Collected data
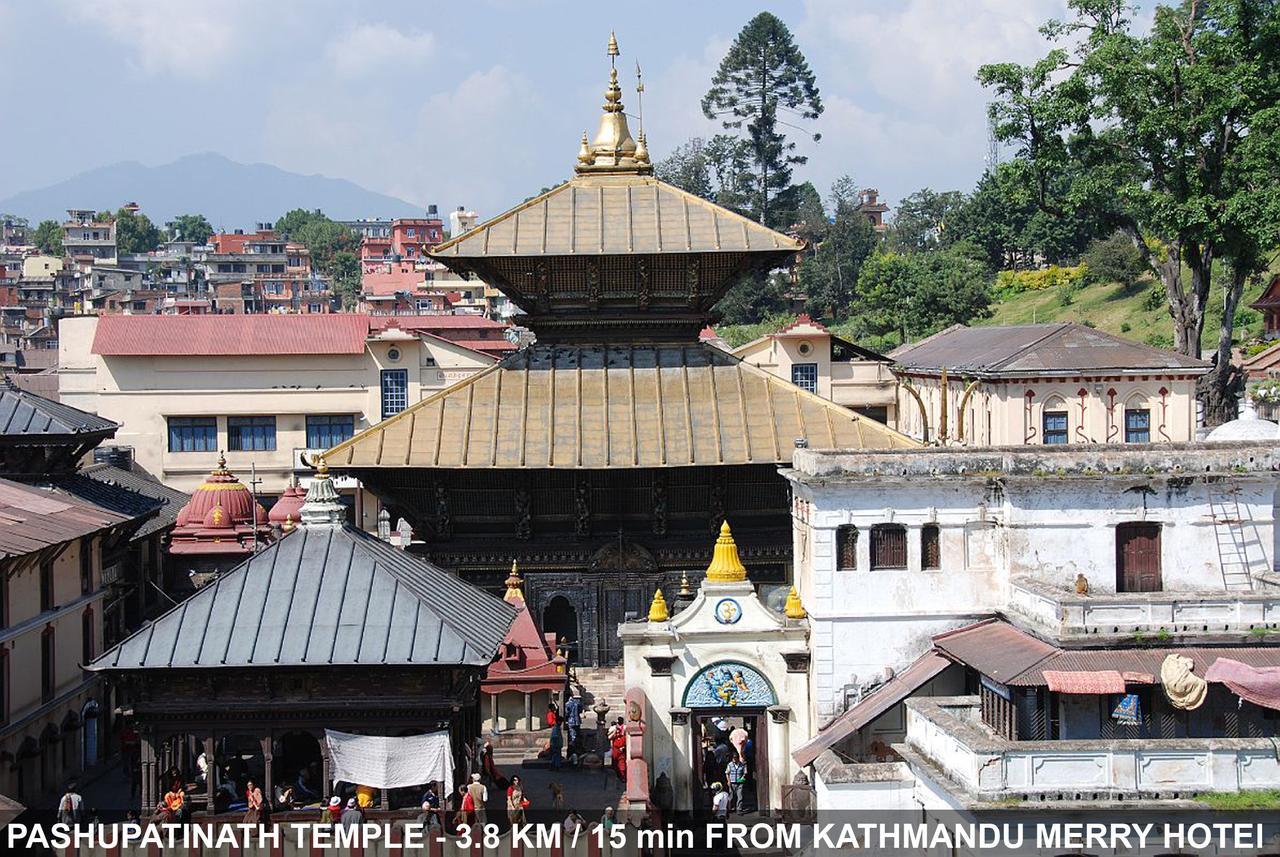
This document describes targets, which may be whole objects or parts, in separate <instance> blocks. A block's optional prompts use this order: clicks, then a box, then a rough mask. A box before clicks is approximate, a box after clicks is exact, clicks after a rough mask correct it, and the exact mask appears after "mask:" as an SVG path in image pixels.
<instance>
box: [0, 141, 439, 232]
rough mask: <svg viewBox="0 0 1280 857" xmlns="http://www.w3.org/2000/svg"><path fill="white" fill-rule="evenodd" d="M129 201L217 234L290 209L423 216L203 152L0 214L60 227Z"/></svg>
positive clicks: (385, 199)
mask: <svg viewBox="0 0 1280 857" xmlns="http://www.w3.org/2000/svg"><path fill="white" fill-rule="evenodd" d="M125 202H137V203H138V205H140V206H142V211H143V212H145V214H146V215H147V216H148V217H151V220H152V221H154V223H156V224H160V225H163V224H164V223H165V221H168V220H172V219H173V217H175V216H177V215H180V214H202V215H205V216H206V217H209V223H211V224H212V225H214V228H215V229H219V228H225V229H236V228H243V229H252V228H253V225H255V224H256V223H259V221H268V220H275V219H276V217H279V216H280V215H282V214H284V212H285V211H288V210H289V208H320V210H321V211H324V212H325V214H326V215H329V216H330V217H333V219H335V220H355V219H357V217H403V216H412V215H415V214H416V215H421V214H422V211H424V210H425V206H421V205H415V203H412V202H407V201H404V200H398V198H396V197H390V196H387V194H384V193H375V192H374V191H367V189H365V188H362V187H360V185H358V184H355V183H352V182H348V180H346V179H330V178H326V177H324V175H302V174H301V173H289V171H287V170H282V169H280V168H278V166H271V165H270V164H238V162H236V161H233V160H229V159H227V157H223V156H221V155H215V153H214V152H205V153H200V155H187V156H186V157H179V159H178V160H177V161H174V162H172V164H164V165H161V166H143V165H142V164H138V162H137V161H122V162H119V164H111V165H108V166H100V168H97V169H93V170H88V171H87V173H81V174H79V175H73V177H72V178H69V179H65V180H64V182H59V183H58V184H50V185H49V187H45V188H37V189H35V191H23V192H22V193H15V194H14V196H12V197H9V198H6V200H0V212H5V214H15V215H19V216H23V217H28V219H29V220H31V223H32V224H36V223H38V221H41V220H45V219H47V217H52V219H56V220H60V219H63V217H65V216H67V208H97V210H99V211H101V210H108V208H109V210H113V211H114V210H115V208H119V207H120V206H122V205H124V203H125Z"/></svg>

> _Exercise goal_: Present every line of the data above as a numbered list, skipping any blank lines. Leave the pictures out of your answer.

> _Reply_:
1. This document describes targets, which may be whole objects or parts, in separate <instance> blocks. A block's optional prompts use this order: clicks, then a box, then a rough mask. A box before clicks is approximate, a box after clicks is exact, clicks after a rough mask correct it, and the exact mask appears after "mask:" as an SVG path in image pixels.
2. <instance>
3. box: [0, 141, 439, 232]
4. rough mask: <svg viewBox="0 0 1280 857" xmlns="http://www.w3.org/2000/svg"><path fill="white" fill-rule="evenodd" d="M129 201L217 234L290 209L423 216L203 152L0 214L60 227Z"/></svg>
5. positive clicks: (385, 199)
6. mask: <svg viewBox="0 0 1280 857" xmlns="http://www.w3.org/2000/svg"><path fill="white" fill-rule="evenodd" d="M125 202H137V203H138V205H140V206H142V211H143V212H145V214H146V215H147V216H148V217H151V220H152V221H154V223H156V224H160V225H163V224H164V223H165V221H168V220H172V219H173V217H175V216H177V215H180V214H202V215H205V216H206V217H209V223H211V224H212V225H214V228H215V229H219V228H225V229H236V228H243V229H252V228H253V225H255V224H256V223H259V221H268V220H275V219H276V217H279V216H280V215H282V214H284V212H285V211H288V210H289V208H320V210H321V211H324V212H325V214H326V215H329V216H330V217H333V219H335V220H355V219H357V217H403V216H412V215H415V214H416V215H421V214H422V211H424V210H425V206H421V205H415V203H412V202H407V201H404V200H398V198H396V197H390V196H387V194H384V193H375V192H374V191H367V189H365V188H362V187H360V185H358V184H355V183H352V182H348V180H346V179H330V178H326V177H324V175H302V174H301V173H289V171H287V170H282V169H280V168H278V166H271V165H270V164H238V162H236V161H233V160H229V159H227V157H223V156H221V155H215V153H214V152H205V153H200V155H187V156H186V157H179V159H178V160H177V161H174V162H172V164H164V165H161V166H143V165H142V164H138V162H137V161H122V162H119V164H111V165H108V166H100V168H97V169H93V170H88V171H87V173H81V174H79V175H73V177H72V178H69V179H65V180H64V182H59V183H58V184H50V185H49V187H45V188H37V189H35V191H23V192H22V193H15V194H14V196H12V197H9V198H6V200H0V212H5V214H15V215H19V216H23V217H28V219H29V220H31V223H32V224H36V223H38V221H41V220H45V219H47V217H52V219H56V220H60V219H63V217H65V216H67V208H97V210H99V211H101V210H108V208H109V210H113V211H114V210H115V208H119V207H120V206H122V205H124V203H125Z"/></svg>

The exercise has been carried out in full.